> [Source]
※ ※ ※

Court of Appeals of South Carolina
Apr 10, 2000
339 S.C. 649 (S.C. Ct. App. 2000)

Summary

holding that an issue which is not supported by authority or sufficiently argued is not preserved for appellate review

Summary of this case from Langehans v. Smith

Opinion

Opinion No. 3150.

Heard March 8, 2000.

Filed April 10, 2000.

Appeal From Richland County Barry W. Knobel, Family Court Judge.

Wesley W. Bales, of Columbia, for appellant.

Eddye L. Lane, of Columbia, for respondent.



This is an appeal from a family court order declining to hold Angel Tirado (Husband) in contempt and refusing to require him to reimburse Luz C. Tirado (Wife) for monies paid to him as military disability pay. We affirm.

FACTS/PROCEDURAL HISTORY

Husband and Wife were married in December 1968 and divorced in February 1994. At the time of the divorce, Husband was retired from the military with a disability rating of 10%, and received retirement benefits of $1,157.00 per month. The decree of divorce approved and incorporated a settlement between the parties whereby Husband agreed to pay Wife one-half of his "military retirement pay," to begin immediately upon sale of the marital residence. Pursuant to the agreement, the Defense Finance and Accounting Service (DFAS) was to disburse the payments directly to Wife each month from Husband's retirement account.

The parties' agreement erroneously referred to DFAS as the "Military Retired Pay Center."

Following the divorce DFAS commenced sending Wife a monthly check for $578.50. Over the next four years, Wife consistently received her monthly payments, occasionally realizing slight increases in the amount due to cost of living allowances. In early 1998, however, Husband was declared 40% disabled, a significant increase from his previous impairment rating of 10%. Thereafter, on April 1, DFAS notified Wife that future disbursements from Husband's retirement account would decrease in accordance with Husband's recently-increased disability status. As a result, Wife's DFAS check for the month of April 1998 reflected a reduced payment, from $591.98 to $483.48. The next month DFAS again reduced the amount of Wife's check to $444.48.

※ ※ ※

> [Material]

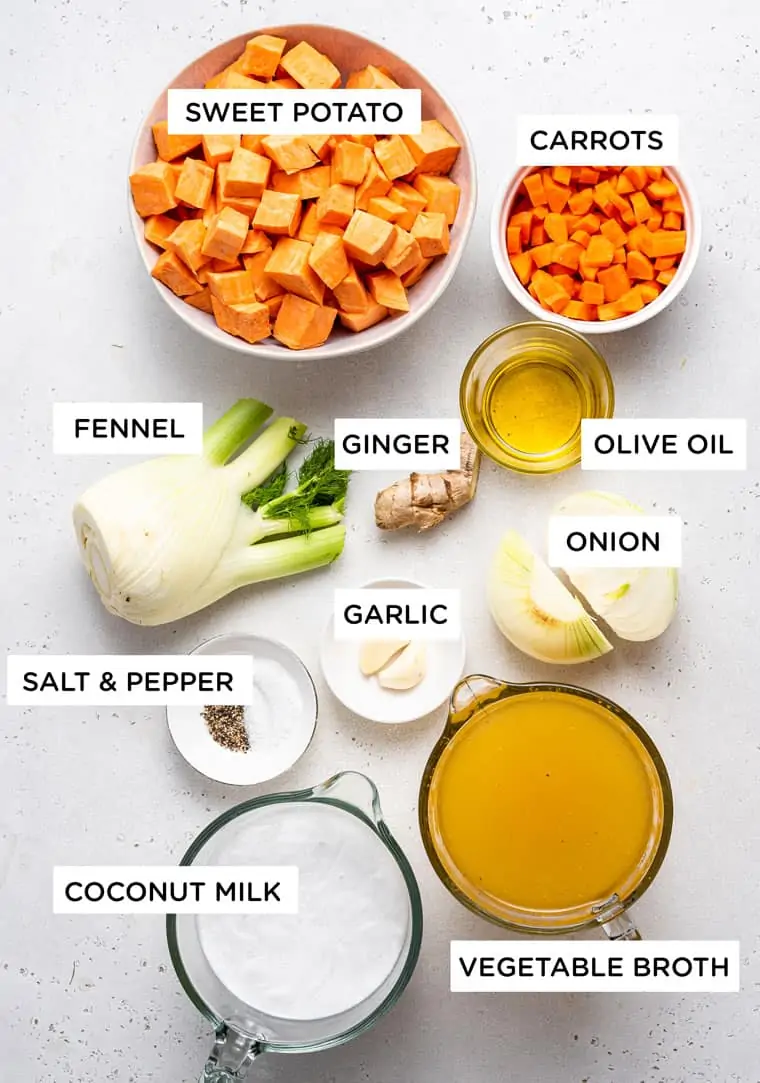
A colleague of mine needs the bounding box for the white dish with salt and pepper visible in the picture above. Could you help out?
[320,578,464,725]
[167,634,317,786]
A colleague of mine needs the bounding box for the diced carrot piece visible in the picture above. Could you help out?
[510,252,534,286]
[579,282,604,304]
[507,225,523,256]
[523,173,549,207]
[530,242,555,268]
[543,212,567,245]
[586,234,615,268]
[598,263,631,304]
[626,251,655,282]
[553,240,584,271]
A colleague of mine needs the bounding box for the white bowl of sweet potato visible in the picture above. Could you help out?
[129,25,476,360]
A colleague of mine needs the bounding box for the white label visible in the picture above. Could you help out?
[580,417,747,470]
[167,90,422,135]
[53,865,298,914]
[549,516,681,567]
[335,417,462,473]
[517,115,679,166]
[8,654,253,707]
[335,587,462,642]
[53,403,204,455]
[450,940,739,993]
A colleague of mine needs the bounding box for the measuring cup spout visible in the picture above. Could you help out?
[447,674,509,728]
[199,1026,264,1083]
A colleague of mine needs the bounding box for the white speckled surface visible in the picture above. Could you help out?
[0,0,760,1083]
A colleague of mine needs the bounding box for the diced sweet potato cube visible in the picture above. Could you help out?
[402,120,460,173]
[383,225,423,277]
[174,158,214,210]
[279,41,340,90]
[253,188,301,237]
[201,207,248,260]
[410,210,449,259]
[343,210,396,266]
[273,293,338,350]
[166,218,209,274]
[183,286,213,313]
[317,184,356,227]
[150,251,204,297]
[211,293,272,342]
[201,135,240,169]
[345,64,398,90]
[415,173,460,225]
[265,237,325,304]
[374,135,416,181]
[331,140,372,187]
[367,271,409,312]
[153,120,200,161]
[129,161,176,218]
[206,269,255,304]
[238,34,288,79]
[143,214,176,248]
[332,268,369,312]
[225,146,272,199]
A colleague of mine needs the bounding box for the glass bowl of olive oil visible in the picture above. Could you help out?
[459,321,615,473]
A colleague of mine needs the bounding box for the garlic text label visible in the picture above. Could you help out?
[450,940,739,993]
[8,654,253,707]
[335,417,461,473]
[167,90,422,135]
[53,865,298,914]
[53,403,204,456]
[335,587,461,642]
[516,113,679,166]
[548,516,682,567]
[580,418,747,470]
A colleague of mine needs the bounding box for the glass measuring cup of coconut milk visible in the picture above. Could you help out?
[167,771,422,1083]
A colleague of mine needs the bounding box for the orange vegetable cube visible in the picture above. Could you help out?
[129,161,176,218]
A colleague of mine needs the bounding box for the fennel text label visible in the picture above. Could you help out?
[53,403,204,456]
[580,418,747,470]
[335,417,461,473]
[450,940,739,993]
[167,89,422,135]
[548,514,682,567]
[335,587,461,642]
[6,654,253,707]
[516,113,679,166]
[53,865,298,914]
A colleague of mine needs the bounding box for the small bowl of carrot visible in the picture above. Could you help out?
[490,166,702,334]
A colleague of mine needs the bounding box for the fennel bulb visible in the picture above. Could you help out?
[74,399,349,625]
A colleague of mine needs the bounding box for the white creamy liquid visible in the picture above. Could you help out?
[197,801,410,1019]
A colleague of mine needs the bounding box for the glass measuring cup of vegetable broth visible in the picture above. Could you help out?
[459,321,615,473]
[167,771,422,1083]
[419,675,672,939]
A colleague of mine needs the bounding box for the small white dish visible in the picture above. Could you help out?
[167,634,317,786]
[320,579,464,725]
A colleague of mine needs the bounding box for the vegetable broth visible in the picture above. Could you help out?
[429,691,663,912]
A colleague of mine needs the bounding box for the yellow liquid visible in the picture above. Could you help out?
[429,692,663,912]
[483,354,584,455]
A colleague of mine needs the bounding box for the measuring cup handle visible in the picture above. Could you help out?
[199,1027,263,1083]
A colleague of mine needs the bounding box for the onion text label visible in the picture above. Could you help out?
[580,418,747,470]
[450,940,739,993]
[516,113,679,166]
[335,587,461,642]
[6,654,253,707]
[53,865,298,914]
[53,403,204,455]
[167,90,422,135]
[548,516,682,567]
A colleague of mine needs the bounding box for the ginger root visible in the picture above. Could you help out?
[375,432,481,531]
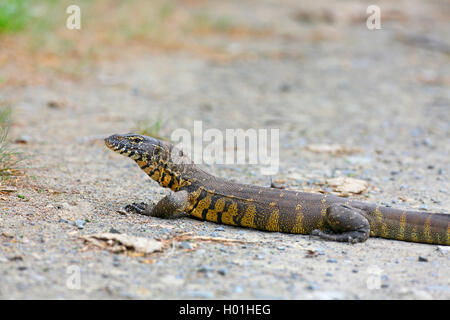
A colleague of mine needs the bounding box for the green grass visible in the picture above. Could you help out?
[135,114,164,140]
[0,106,23,180]
[0,0,30,33]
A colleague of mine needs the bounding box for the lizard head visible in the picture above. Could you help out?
[105,133,190,190]
[105,133,162,162]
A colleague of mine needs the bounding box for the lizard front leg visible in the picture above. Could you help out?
[311,204,370,243]
[124,190,189,218]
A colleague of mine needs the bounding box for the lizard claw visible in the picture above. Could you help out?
[123,202,148,214]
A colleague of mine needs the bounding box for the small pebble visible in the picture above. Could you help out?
[217,268,228,276]
[74,219,86,229]
[178,241,194,249]
[197,266,214,273]
[327,258,337,263]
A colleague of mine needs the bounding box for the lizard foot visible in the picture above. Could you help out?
[123,202,152,215]
[311,204,370,243]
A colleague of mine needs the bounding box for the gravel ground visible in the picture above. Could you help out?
[0,0,450,299]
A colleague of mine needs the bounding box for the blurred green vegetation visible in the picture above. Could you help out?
[0,104,23,180]
[0,0,30,33]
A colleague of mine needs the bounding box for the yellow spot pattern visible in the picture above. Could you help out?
[191,192,212,219]
[291,204,305,234]
[241,204,256,228]
[266,209,280,231]
[222,201,237,226]
[206,198,225,222]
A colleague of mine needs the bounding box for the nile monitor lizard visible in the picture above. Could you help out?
[105,134,450,245]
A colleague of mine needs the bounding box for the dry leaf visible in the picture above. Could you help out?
[327,177,369,195]
[82,232,164,254]
[305,144,361,155]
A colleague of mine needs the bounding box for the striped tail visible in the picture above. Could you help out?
[364,206,450,245]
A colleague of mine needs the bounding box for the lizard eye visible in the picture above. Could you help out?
[129,137,144,143]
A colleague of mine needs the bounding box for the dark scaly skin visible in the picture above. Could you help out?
[105,134,450,245]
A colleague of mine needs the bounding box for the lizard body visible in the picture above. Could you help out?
[105,134,450,245]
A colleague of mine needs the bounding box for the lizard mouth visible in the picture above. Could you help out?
[105,134,123,152]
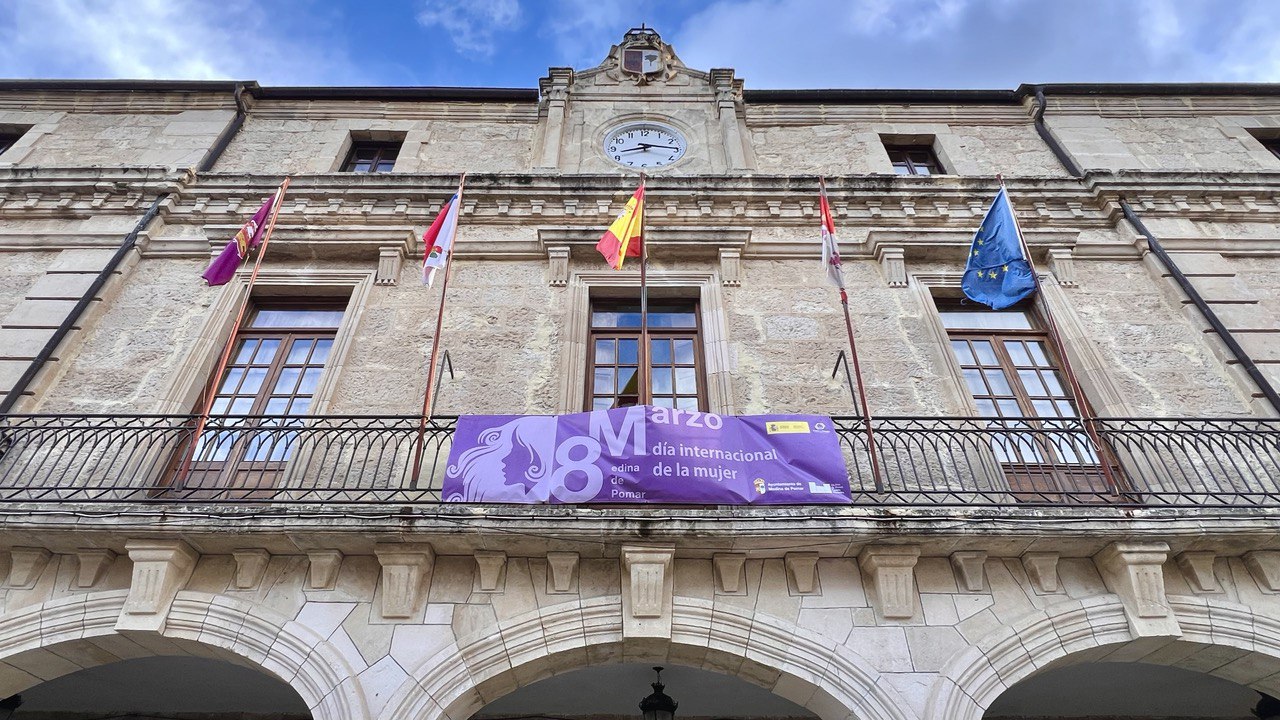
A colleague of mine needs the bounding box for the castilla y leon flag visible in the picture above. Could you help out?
[595,184,644,270]
[201,191,280,286]
[422,187,462,287]
[818,183,845,290]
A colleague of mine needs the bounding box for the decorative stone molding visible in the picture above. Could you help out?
[721,247,742,287]
[547,245,568,287]
[712,552,746,594]
[307,550,342,591]
[1244,550,1280,592]
[475,550,507,592]
[876,245,906,287]
[1023,552,1059,594]
[622,546,676,637]
[1176,550,1222,594]
[76,547,115,588]
[951,550,987,592]
[1047,247,1076,287]
[5,547,54,589]
[858,544,920,619]
[374,245,404,284]
[374,543,435,620]
[232,548,271,591]
[115,539,200,633]
[547,552,577,594]
[1093,542,1181,637]
[782,552,818,594]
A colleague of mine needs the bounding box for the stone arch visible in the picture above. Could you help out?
[387,596,915,720]
[0,589,369,720]
[924,594,1280,720]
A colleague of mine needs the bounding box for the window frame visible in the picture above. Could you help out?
[338,140,404,176]
[884,142,947,177]
[582,297,710,413]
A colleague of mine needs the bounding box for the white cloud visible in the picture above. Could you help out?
[417,0,521,58]
[0,0,363,85]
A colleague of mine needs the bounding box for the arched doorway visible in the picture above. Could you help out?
[983,656,1262,720]
[471,662,817,720]
[0,648,311,720]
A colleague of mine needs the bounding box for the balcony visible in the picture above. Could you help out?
[0,415,1280,509]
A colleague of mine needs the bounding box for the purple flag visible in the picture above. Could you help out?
[201,191,279,286]
[443,406,850,505]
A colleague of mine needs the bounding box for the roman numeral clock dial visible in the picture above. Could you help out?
[603,120,687,170]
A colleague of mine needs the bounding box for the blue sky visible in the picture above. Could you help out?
[0,0,1280,88]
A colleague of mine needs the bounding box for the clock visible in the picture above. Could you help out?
[603,120,689,170]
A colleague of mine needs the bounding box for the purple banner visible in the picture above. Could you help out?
[444,406,850,505]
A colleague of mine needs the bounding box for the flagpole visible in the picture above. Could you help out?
[818,177,884,492]
[640,170,653,405]
[996,174,1120,495]
[178,176,289,480]
[410,173,467,488]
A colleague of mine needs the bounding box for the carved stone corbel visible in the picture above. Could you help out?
[307,550,342,591]
[76,547,115,588]
[876,245,906,287]
[712,552,746,594]
[547,552,577,594]
[547,245,568,287]
[374,543,435,619]
[374,243,404,284]
[5,547,54,589]
[1023,552,1059,594]
[1093,542,1183,637]
[721,247,742,287]
[1048,247,1076,287]
[232,548,271,591]
[622,546,676,638]
[782,552,818,594]
[1178,550,1222,594]
[475,550,507,592]
[115,539,200,633]
[951,550,987,592]
[858,544,920,619]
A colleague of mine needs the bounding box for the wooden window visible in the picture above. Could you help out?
[884,145,942,176]
[342,141,401,173]
[586,300,707,411]
[940,304,1108,498]
[187,302,343,487]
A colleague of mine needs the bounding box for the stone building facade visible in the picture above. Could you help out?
[0,31,1280,720]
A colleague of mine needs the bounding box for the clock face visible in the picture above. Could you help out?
[604,120,687,170]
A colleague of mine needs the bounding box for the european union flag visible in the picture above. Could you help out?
[960,187,1036,310]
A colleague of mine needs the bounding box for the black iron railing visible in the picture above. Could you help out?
[0,415,1280,507]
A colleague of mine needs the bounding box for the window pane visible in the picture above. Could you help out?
[232,338,257,365]
[984,370,1014,395]
[938,310,1032,331]
[964,370,991,397]
[595,340,616,365]
[1005,340,1032,368]
[239,368,266,395]
[1018,370,1047,397]
[653,368,672,395]
[284,340,311,365]
[649,340,671,365]
[973,340,1000,366]
[253,338,280,365]
[250,309,342,329]
[591,368,613,395]
[673,340,694,365]
[618,338,640,365]
[676,368,698,395]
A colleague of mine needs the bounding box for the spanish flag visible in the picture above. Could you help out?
[595,184,644,270]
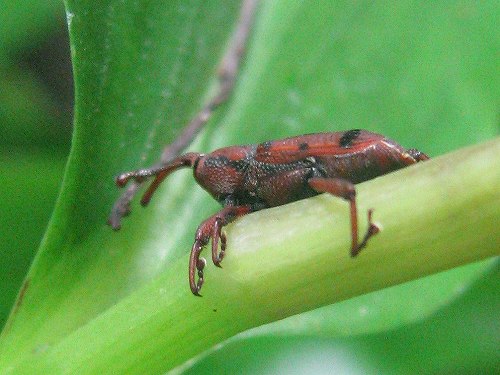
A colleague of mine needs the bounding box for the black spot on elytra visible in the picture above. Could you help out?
[339,129,361,148]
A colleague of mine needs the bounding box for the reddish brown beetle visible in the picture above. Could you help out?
[116,129,429,295]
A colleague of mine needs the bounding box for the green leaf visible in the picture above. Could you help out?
[0,1,499,373]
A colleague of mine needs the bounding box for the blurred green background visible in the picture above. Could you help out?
[0,0,73,326]
[0,1,500,373]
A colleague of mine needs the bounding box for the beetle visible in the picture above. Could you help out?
[116,129,429,296]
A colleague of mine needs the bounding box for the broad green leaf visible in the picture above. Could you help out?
[0,1,499,372]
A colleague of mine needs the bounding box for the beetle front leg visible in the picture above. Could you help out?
[189,206,252,296]
[308,177,380,257]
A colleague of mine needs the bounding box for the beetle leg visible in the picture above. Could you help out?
[116,152,203,206]
[212,217,226,267]
[308,177,379,257]
[189,205,252,296]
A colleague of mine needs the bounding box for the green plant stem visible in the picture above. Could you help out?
[4,139,500,374]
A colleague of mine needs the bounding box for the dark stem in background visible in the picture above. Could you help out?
[108,0,259,230]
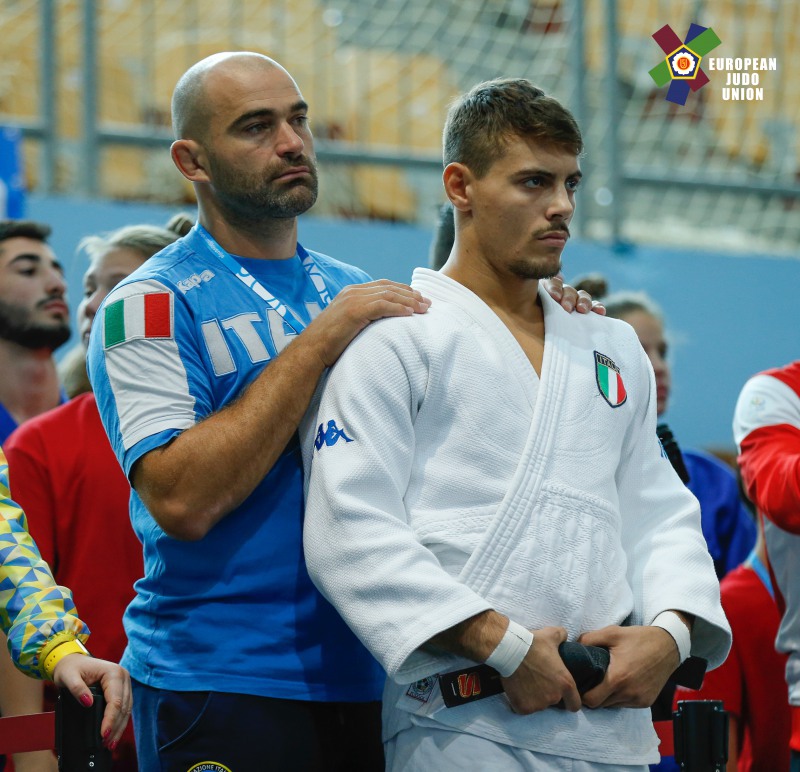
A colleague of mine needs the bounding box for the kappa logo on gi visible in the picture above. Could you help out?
[178,268,216,295]
[406,676,436,702]
[594,351,628,407]
[314,421,353,450]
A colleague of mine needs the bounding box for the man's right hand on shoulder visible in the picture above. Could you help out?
[503,627,581,715]
[302,279,431,367]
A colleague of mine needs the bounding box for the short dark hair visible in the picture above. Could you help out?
[443,78,583,177]
[0,220,52,243]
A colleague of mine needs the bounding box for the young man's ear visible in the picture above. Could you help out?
[442,162,473,212]
[170,139,209,182]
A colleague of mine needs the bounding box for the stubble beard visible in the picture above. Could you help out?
[0,301,70,351]
[508,255,561,281]
[212,152,319,226]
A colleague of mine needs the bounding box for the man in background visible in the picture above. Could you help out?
[0,220,70,772]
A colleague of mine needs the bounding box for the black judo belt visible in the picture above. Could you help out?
[439,641,708,708]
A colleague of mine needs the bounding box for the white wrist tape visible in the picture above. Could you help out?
[486,619,533,678]
[651,611,692,662]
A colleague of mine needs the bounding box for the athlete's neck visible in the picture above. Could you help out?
[441,253,544,324]
[198,211,297,260]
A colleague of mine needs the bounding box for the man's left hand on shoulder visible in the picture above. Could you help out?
[579,625,680,708]
[544,274,606,316]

※ ※ ※

> [Given request 1] Please turn the entries, from their start up to and including the line containing "[129,25,476,360]", into a numbered list, leaving out blank lines and any pictures.
> [Given request 2] Go on with the court opinion on the Tirado military disability pay appeal from the point where it stops.

> [Right answer 1]
1. A colleague of mine needs the bounding box for the white dish with salt and pepper visible in the picture above. Could you help out?
2. [320,578,464,725]
3. [167,634,317,786]
4. A colleague of mine needs the bounding box for the diced carrot piece visible in the picture above. Could you help out?
5. [510,252,534,286]
6. [579,282,604,304]
7. [507,225,523,256]
8. [523,173,549,207]
9. [530,242,555,268]
10. [543,212,567,245]
11. [586,234,615,268]
12. [598,263,631,304]
13. [626,251,655,282]
14. [553,240,584,271]
15. A colleague of mine needs the bounding box for the white bowl of sweet potato visible in the picture above. Could you help out?
16. [129,25,476,360]

> [Right answer 2]
Veterans receiving retirement pay may apply for disability benefits if they are rendered disabled as a result of military service. However, "[i]n order to prevent double dipping, a military retiree may receive disability benefits only to the extent that he waives a corresponding amount of his military retirement pay." Mansell v. Mansell, 490 U.S. 581, 583 (1989). Since disability benefits are exempt from federal, state, and local taxes, military retirees prefer, when possible, to waive retirement pay in favor of disability benefits in order to increase their after-tax income. Price v. Price, 325 S.C. 379, 383, 480 S.E.2d 92, 94 (Ct.App. 1996) (citing Mansell, 490 U.S. at 583-584). Accordingly, because DFAS calculates Wife's one-half share of Husband's retirement pay and sends it directly to her, Husband's post-divorce waiver of retirement pay in favor of increased disability benefits resulted in an automatic, corresponding reduction in Wife's DFAS check.

When Husband refused to reimburse Wife for the deductions, Wife filed a complaint seeking a finding of contempt against Husband and an order directing him to reimburse her for her portion of the diverted retirement funds. Ultimately, the family court issued an order refusing to grant the relief requested by Wife.

LAW/ANALYSIS

I. Military Retirement Benefits

Wife argues the family court erred in failing to order Husband to reimburse her for the reduction in her DFAS check attributable to Husband's increased disability rating. We disagree.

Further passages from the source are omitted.